> The task:
Turn everything from the line containing "Segmentation: an <instance>" down to the line containing "positive clicks: (203, 120) (124, 225)" into a numbered list, and leave out any blank lines.

> Given records:

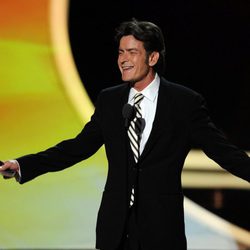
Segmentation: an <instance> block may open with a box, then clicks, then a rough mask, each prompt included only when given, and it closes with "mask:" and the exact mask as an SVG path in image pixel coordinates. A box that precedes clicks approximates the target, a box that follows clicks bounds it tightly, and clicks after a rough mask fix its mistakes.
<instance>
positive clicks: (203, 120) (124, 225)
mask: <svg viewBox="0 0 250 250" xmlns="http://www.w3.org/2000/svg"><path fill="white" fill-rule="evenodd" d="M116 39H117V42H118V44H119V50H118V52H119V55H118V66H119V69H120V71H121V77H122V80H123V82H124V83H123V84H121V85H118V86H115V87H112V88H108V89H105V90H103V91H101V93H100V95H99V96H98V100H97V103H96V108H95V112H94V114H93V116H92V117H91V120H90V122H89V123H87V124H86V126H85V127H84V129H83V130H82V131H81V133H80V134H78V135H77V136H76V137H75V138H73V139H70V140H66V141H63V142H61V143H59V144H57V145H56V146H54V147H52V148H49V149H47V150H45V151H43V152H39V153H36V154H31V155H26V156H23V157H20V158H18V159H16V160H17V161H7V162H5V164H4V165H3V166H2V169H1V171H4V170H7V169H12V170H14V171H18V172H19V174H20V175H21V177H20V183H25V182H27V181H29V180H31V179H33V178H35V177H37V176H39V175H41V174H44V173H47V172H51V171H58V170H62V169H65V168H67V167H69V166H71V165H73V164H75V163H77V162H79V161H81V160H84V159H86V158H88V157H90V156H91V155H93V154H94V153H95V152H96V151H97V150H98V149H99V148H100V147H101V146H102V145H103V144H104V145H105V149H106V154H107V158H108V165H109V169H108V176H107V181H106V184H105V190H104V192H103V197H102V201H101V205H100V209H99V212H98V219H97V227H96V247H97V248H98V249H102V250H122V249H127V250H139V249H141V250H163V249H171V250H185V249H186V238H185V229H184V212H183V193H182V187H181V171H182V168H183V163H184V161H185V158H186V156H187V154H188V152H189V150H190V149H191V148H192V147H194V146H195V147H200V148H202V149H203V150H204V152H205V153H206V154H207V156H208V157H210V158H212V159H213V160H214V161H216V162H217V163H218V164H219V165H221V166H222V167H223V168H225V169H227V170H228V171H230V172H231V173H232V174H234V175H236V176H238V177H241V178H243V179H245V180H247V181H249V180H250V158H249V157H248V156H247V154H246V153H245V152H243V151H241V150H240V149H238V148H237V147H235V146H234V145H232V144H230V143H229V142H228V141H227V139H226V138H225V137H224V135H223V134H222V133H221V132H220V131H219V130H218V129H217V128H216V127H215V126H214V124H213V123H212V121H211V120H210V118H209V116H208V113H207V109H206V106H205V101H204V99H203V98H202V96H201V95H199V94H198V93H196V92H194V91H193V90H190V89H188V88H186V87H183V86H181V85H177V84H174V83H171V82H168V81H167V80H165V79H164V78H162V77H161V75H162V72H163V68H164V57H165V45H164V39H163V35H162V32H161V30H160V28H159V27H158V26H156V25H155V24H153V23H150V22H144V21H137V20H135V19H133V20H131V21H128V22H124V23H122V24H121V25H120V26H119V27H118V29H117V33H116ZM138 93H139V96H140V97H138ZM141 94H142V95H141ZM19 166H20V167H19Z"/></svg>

--

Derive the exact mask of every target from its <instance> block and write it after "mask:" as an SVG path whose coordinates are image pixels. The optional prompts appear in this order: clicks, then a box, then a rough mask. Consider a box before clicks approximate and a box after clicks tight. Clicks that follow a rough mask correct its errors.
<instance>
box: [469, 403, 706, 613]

> Task result:
1. Segmentation: an <instance> block may open with a box, then clicks, then a rough mask, each prompt included only when given, and it closes with "mask:" and the exact mask as an SVG path in image pixel coordinates. A box that precedes clicks approximates the target, a box that follows clicks bounds it tightly, and clicks after a rough mask fix its mistakes.
2. <instance>
3. positive clicks: (203, 120) (124, 225)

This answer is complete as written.